Text segment.
%%

The ancient ritual of Ulwaluko is still perceived as relevant by young Xhosa men, and Xhosa people. [Mdedetyana, 2019] It is a sacred family-oriented practice. Many are emotionally attached and find cultural significance in the ritual. Male circumcision is accessible in the hospital/clinical setting however, this option has not replaced Ulwaluko as it does not equate to the cultural meaning of Ulwaluko beyond the removal of the foreskin.(Mdedetyana, 2019) Several ceremonies take place before the young person 'enters' in which the family gathers to seek blessings and see the boy off. The young boys are reintroduced to their ancestors and 'uQamata', they are taught about their history, are taught discipline, to be family men and how to be responsible young people who contribute positively to society. There is absolutely (or should not be) no sex in the bush, hetero or otherwise, as it is considered a holy place safe for children (like Sunday school). Women and young women are not allowed, although in some families even young children may be allowed visitation as young children are venerated and represent purity and innocence. Therefore, the sexual identity of the initiate himself is less of a consideration, if at all, as he is himself still a boy child, therefore his innocence is not severed at the incision but marks (inxeba) a bittersweet transition from boy to man. He is not 'made' a man in the 'bush'.

==Controversies==
Details of the ritual are not supposed to be disclosed to females or non-initiated males, according to the principle of 'what happens on the mountain, stays on the mountain', according to some sources. Cultural prejudice may be so great that uncircumcised or 'improperly' circumcised men are attacked and beaten for their lack of conformity, it is not clear conformity to what or the link to the short term practice itself. In March 2014 a young man was assaulted after he had spoken out during a community meeting about the complications he sustained through the ritual.

While working in South Africa, Dutch medical doctor Dingeman J. Rijken treated many patients with medical complications from Ulwaluko. In January 2014 he set up a website to "inform prospective initiates and the broader community about the dark secrets of the ritual." The website includes detailed information about the medical problems accompanying the ritual and offers possible solutions to mitigate these risks. It also features a gallery of over 150 photographs of penises injured through botched ritual circumcisions, with complications including infection, gangrene, and autoamputation. The photos, taken by Dr. Rijken and other medical providers, were published with patient consent. The publication of these photographs sparked outrage among many traditional leaders in the Eastern Cape. They demanded that the South African Film and Publication Board (FSB) shut down the website, even though the FSB was not the responsible authority. The Board however ruled that the website was "scientific with great educative value," addressing a "societal problem needing urgent intervention."

== Parallels in Other Cultures ==
Like Ulwaluko, circumcision is practised in many cultures worldwide as a rite of passage or religious ritual. In the Abrahamic religions—which include Judaism, Islam, and the Druze faith—circumcision holds significant cultural and religious significance. Jewish communities perform brit milah on the eighth day after birth, symbolising the covenant between God and Abraham. In Islam, circumcision is usually carried out during childhood as a demonstration of faith and cleanliness.

Among the Druze people, circumcision is practised as a cultural tradition rather than a strict religious obligation. The Lemba tribe of South Africa and Zimbabwe, who claim descent from ancient Jewish communities and are sometimes referred to as a “lost tribe of Israel,” also practise circumcision as part of their religious identity. Additionally, various East African groups such as the Maasai of Kenya and Tanzania use circumcision to mark the transition from boyhood to manhood paralleling aspects of Ulwaluko.

%%

Exercise data.
%%

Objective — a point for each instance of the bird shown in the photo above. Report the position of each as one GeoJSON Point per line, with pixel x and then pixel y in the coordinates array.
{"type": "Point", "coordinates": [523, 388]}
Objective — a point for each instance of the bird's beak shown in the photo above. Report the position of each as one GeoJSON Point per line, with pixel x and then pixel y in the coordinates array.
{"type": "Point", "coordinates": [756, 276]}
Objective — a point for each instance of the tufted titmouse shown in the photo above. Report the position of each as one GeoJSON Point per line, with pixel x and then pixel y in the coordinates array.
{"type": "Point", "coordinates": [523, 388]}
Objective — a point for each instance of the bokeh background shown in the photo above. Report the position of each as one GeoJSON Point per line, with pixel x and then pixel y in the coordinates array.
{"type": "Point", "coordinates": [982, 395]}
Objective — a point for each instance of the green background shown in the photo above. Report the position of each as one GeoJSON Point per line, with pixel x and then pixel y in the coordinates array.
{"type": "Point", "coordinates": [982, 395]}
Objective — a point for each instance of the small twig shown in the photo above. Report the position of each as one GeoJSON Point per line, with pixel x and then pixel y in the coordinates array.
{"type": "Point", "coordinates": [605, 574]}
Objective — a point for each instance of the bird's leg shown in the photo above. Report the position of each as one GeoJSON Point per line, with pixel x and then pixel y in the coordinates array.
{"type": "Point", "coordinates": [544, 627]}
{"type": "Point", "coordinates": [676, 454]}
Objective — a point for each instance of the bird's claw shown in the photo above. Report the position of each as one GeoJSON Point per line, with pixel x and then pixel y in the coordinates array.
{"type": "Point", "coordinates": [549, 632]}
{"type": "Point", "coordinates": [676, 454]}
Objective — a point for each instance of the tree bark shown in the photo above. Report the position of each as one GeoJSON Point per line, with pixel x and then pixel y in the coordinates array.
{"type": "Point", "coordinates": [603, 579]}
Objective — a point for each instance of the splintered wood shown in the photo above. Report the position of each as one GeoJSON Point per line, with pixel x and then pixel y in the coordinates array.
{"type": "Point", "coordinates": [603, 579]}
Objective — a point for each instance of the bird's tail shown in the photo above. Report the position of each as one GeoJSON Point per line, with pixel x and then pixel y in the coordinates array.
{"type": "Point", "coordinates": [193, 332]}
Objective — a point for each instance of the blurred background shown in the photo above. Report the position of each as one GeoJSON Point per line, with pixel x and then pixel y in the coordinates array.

%%

In the text on Ulwaluko, how did the Board rule on Dingeman J. Rijken's website?

It ruled that the website was "scientific with great educative value," addressing a "societal problem needing urgent intervention."